§ **What needs to be done**
Put the entries below into a two-column CSV with the headers "query" and "response". Each entry gets one row, with its text in the first column and its answer in the second, every field in quotes and line breaks replaced by spaces, and leave the pictures out.

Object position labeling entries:
* * * * * * * * *

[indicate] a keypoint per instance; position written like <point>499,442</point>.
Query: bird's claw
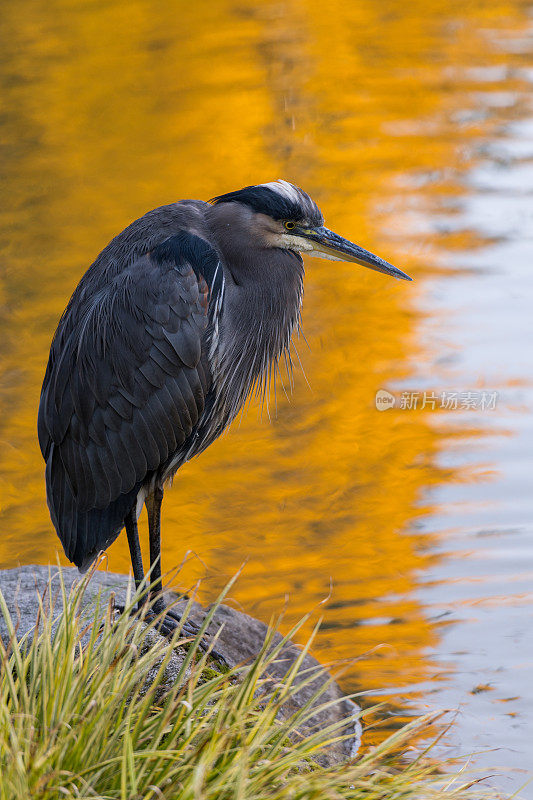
<point>168,624</point>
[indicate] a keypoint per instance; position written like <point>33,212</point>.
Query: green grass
<point>87,711</point>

* * * * * * * * *

§ **Written response**
query,response
"[indicate] a keypoint per instance; position written like <point>499,442</point>. Query: bird's claw","<point>168,624</point>"
"[indicate] a keypoint per instance; position written like <point>33,212</point>. Query: green grass","<point>87,711</point>"